= WHAT TO PRODUCE =
Transcribe, verbatim, every line from the start of the entries through the line that contains "Q: For every instance of the metal"; include both boundary lines and omit all others.

┄┄┄┄┄┄┄┄┄┄

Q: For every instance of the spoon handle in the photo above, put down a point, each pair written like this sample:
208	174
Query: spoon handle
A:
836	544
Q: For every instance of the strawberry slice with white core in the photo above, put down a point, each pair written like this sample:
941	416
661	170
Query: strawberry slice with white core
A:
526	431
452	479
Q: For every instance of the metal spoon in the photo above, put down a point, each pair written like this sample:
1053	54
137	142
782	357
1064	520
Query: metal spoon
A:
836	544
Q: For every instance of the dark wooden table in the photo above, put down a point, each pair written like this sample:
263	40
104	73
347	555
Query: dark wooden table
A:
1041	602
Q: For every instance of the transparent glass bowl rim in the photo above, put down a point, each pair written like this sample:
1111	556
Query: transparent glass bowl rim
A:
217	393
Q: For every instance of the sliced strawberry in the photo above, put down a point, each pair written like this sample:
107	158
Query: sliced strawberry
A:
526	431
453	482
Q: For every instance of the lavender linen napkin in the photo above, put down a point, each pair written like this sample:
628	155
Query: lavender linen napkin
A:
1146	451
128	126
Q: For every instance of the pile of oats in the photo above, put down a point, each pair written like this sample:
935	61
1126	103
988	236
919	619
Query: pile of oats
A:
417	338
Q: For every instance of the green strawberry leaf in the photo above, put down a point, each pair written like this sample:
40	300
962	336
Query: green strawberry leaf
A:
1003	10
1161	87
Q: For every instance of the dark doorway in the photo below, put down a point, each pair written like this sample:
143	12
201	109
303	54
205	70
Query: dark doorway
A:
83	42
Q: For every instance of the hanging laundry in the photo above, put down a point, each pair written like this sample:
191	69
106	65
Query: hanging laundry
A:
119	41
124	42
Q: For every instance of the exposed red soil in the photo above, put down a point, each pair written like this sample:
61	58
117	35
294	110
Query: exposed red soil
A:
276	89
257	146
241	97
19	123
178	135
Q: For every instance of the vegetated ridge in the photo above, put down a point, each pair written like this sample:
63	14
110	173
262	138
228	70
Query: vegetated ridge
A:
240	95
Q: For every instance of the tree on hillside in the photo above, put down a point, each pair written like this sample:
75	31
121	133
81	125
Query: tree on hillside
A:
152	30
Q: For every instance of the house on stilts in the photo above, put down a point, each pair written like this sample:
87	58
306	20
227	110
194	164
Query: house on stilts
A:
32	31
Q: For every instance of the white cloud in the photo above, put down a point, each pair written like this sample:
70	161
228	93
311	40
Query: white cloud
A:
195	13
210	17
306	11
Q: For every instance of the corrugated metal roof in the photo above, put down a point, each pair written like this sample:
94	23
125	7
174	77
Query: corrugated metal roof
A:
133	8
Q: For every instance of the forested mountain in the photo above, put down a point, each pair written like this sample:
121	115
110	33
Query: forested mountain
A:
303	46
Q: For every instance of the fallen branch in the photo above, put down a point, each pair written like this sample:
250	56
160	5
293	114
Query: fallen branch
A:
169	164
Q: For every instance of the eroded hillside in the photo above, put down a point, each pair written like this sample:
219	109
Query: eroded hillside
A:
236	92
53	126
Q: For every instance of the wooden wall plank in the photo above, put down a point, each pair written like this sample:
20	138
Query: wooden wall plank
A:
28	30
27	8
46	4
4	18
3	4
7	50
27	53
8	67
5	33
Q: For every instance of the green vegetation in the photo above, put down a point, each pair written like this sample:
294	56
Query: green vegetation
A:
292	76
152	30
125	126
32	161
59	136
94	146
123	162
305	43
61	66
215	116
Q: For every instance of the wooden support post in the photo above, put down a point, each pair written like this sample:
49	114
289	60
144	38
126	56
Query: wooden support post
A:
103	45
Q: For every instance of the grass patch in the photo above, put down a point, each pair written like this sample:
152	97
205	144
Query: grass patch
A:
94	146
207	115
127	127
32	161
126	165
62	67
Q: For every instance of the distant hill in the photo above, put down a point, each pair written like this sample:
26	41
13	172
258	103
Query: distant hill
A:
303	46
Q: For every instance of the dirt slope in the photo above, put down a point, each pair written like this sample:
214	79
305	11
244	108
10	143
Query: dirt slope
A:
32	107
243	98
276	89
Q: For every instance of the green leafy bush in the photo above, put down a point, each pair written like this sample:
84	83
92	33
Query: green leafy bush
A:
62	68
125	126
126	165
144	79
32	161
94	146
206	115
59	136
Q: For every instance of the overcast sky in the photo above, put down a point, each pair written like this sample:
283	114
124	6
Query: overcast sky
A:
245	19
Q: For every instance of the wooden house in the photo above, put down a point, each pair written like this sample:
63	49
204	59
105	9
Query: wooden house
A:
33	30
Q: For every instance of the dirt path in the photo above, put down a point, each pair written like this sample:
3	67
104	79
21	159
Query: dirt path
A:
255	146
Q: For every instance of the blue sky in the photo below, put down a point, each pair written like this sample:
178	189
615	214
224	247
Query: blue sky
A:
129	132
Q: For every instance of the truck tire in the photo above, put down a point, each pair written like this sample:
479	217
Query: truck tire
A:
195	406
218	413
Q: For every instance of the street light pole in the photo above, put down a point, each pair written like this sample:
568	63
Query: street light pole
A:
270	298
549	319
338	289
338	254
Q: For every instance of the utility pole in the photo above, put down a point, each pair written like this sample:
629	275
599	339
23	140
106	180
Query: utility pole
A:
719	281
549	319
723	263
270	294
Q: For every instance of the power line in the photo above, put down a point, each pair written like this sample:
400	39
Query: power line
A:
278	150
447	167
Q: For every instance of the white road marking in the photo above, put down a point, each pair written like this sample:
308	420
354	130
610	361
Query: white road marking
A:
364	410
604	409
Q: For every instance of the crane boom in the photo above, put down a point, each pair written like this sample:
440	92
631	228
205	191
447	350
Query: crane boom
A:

┄┄┄┄┄┄┄┄┄┄

= TASK ANSWER =
Q: For every instance of the spoon handle in the photo above, put down a point, each pair written like this sample:
208	174
Query: spoon handle
A:
836	544
Q: For every instance of the strawberry slice with white core in the photo above, put down a point, each pair written like this sample:
941	416
661	170
Query: strawberry slice with white core
A:
526	431
452	479
Q: For every instance of the metal spoon in the photo above, put down a point, each pair written like this sample:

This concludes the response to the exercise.